--- Exercise instructions ---
Restate exactly, and only, the lines spanning from the one with "For every instance of the spoon" to the end of the records below.
Start of Available data
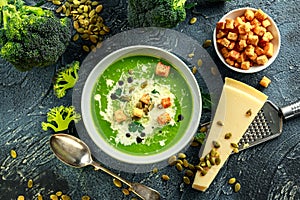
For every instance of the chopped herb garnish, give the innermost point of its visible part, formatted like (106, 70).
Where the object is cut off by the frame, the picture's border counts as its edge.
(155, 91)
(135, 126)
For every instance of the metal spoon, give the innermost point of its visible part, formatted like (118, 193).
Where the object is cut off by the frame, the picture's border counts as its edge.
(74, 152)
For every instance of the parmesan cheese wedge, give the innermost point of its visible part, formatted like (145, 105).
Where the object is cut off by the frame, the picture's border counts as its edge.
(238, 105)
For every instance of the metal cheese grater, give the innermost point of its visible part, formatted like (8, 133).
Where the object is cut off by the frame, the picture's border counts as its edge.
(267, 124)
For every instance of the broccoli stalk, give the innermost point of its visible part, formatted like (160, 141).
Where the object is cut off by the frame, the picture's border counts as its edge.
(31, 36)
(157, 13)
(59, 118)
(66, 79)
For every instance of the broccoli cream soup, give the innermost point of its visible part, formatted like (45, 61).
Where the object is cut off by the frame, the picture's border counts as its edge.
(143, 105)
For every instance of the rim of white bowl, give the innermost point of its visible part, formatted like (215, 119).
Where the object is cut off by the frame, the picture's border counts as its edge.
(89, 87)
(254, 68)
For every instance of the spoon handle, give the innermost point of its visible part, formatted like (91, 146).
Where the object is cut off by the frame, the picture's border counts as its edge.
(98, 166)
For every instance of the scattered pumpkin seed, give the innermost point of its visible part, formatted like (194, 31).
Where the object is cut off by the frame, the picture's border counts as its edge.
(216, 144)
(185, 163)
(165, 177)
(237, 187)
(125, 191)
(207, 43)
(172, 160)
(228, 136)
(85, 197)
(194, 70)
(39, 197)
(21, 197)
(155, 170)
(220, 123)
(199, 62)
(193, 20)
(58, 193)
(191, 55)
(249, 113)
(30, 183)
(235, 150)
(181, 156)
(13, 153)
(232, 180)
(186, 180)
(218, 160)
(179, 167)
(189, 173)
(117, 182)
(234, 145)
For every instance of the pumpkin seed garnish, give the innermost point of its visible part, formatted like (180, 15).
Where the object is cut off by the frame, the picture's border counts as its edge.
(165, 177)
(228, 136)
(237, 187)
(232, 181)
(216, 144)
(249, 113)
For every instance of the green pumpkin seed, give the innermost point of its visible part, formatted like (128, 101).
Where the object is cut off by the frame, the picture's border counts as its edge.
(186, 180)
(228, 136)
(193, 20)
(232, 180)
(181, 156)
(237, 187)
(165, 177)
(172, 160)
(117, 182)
End of Available data
--- Exercise output ---
For every instance of the spoon handle, give the innermost point of its visible part, formatted like (91, 146).
Where the object is cut off by the frame, the picture's border counts as its edge.
(98, 166)
For every instance of the scattered pumpkin seed, give the innermost point of its visible part, formatted like (194, 31).
Where the object is cut off by the frame, the picture's border counts as its edge.
(216, 144)
(185, 163)
(165, 177)
(237, 187)
(125, 191)
(207, 43)
(172, 160)
(228, 136)
(85, 197)
(194, 70)
(39, 197)
(21, 197)
(155, 170)
(220, 123)
(199, 62)
(193, 20)
(58, 193)
(191, 55)
(249, 113)
(30, 183)
(235, 150)
(181, 156)
(13, 153)
(232, 180)
(186, 180)
(218, 160)
(179, 167)
(189, 173)
(117, 182)
(234, 145)
For every instance of the pumpkin seed garnish, give the innermost point of its visible part, formatted like (180, 15).
Where the object is cut off by the frame, the picture's border counts as its edge.
(165, 177)
(228, 136)
(237, 187)
(232, 181)
(216, 144)
(249, 113)
For every instance of the green pumpkin seed, give the innermost point of its visible part, formatted like (128, 101).
Where the object is cut off by the frame, the picture's border counts as its edge.
(186, 180)
(228, 136)
(193, 20)
(232, 180)
(181, 156)
(237, 187)
(165, 177)
(172, 160)
(117, 182)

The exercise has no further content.